- Aim -
Reproduce the lines below verbatim, starting at the line that contains "obj: painted bun illustration | bbox --json" and ending at the end of the records, with both ends included.

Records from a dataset
########################################

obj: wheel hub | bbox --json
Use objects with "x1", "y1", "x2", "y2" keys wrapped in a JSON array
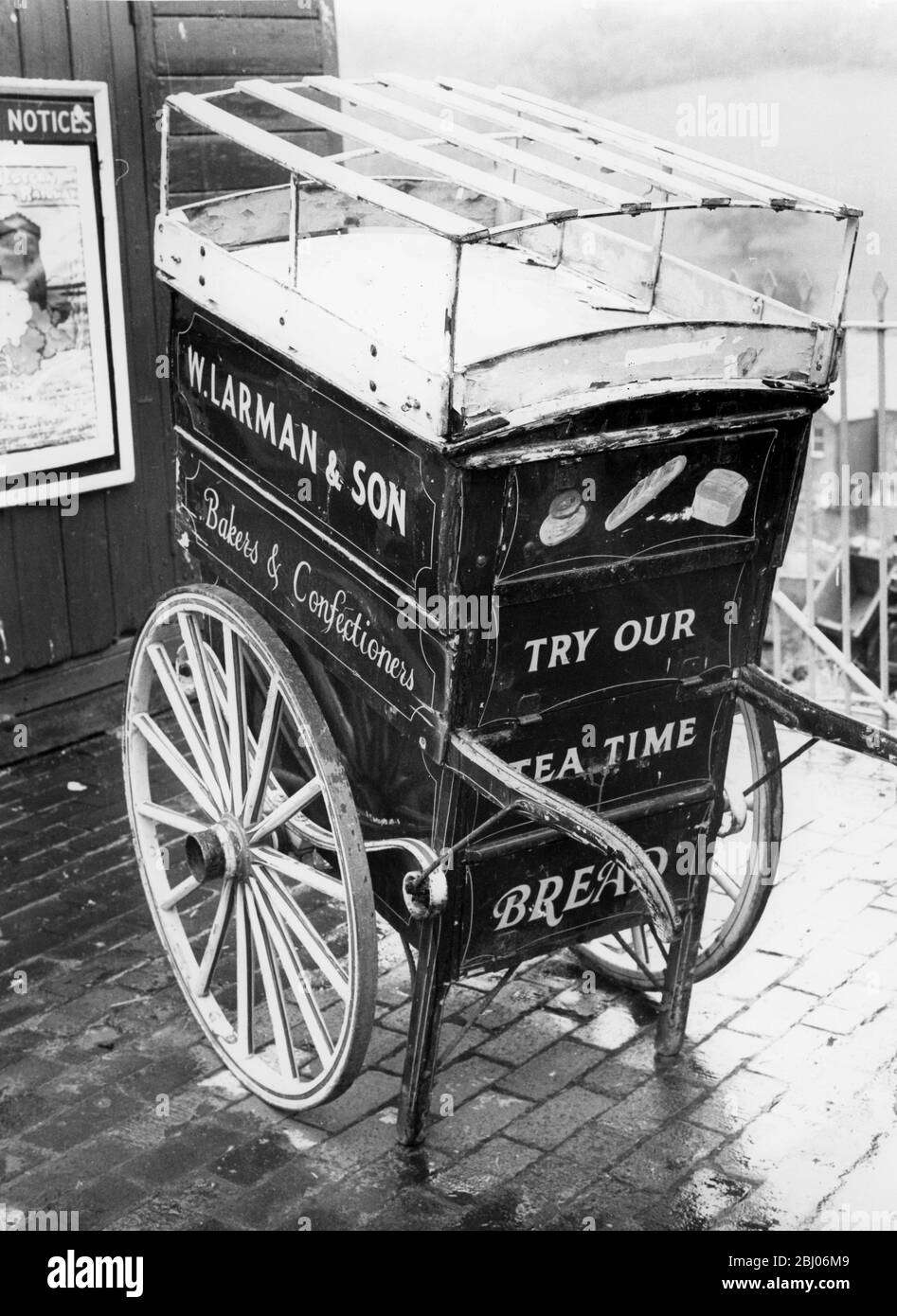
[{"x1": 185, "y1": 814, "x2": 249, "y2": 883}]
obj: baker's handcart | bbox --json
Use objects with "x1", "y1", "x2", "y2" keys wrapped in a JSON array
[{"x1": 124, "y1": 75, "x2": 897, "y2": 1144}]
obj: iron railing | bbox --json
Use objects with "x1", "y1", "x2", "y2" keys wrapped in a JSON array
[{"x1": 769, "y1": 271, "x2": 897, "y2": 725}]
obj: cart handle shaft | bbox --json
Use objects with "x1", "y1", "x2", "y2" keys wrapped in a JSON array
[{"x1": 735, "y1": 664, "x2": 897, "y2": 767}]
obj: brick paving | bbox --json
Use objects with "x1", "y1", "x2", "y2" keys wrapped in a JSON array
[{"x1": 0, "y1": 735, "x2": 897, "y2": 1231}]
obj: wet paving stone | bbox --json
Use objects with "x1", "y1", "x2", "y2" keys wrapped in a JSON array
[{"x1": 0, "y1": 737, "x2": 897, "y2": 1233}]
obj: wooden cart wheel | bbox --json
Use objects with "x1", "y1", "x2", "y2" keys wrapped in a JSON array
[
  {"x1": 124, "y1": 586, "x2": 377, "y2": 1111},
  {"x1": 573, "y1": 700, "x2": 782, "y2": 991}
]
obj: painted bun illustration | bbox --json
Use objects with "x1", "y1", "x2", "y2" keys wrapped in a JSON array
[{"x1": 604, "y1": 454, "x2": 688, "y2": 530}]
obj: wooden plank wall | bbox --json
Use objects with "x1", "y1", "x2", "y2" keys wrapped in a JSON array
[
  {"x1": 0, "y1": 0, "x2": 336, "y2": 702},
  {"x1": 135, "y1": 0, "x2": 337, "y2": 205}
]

########################################

- Solution below -
obj: painted bun illustration | bbox --json
Use objects with "x1", "y1", "x2", "y2" keys wrapped in a JSON array
[{"x1": 604, "y1": 454, "x2": 688, "y2": 530}]
obj: wooden plank wall | bbox --json
Use objects with "x1", "y1", "x2", "y2" keys wrapped in a JSON array
[
  {"x1": 0, "y1": 0, "x2": 336, "y2": 702},
  {"x1": 135, "y1": 0, "x2": 337, "y2": 205}
]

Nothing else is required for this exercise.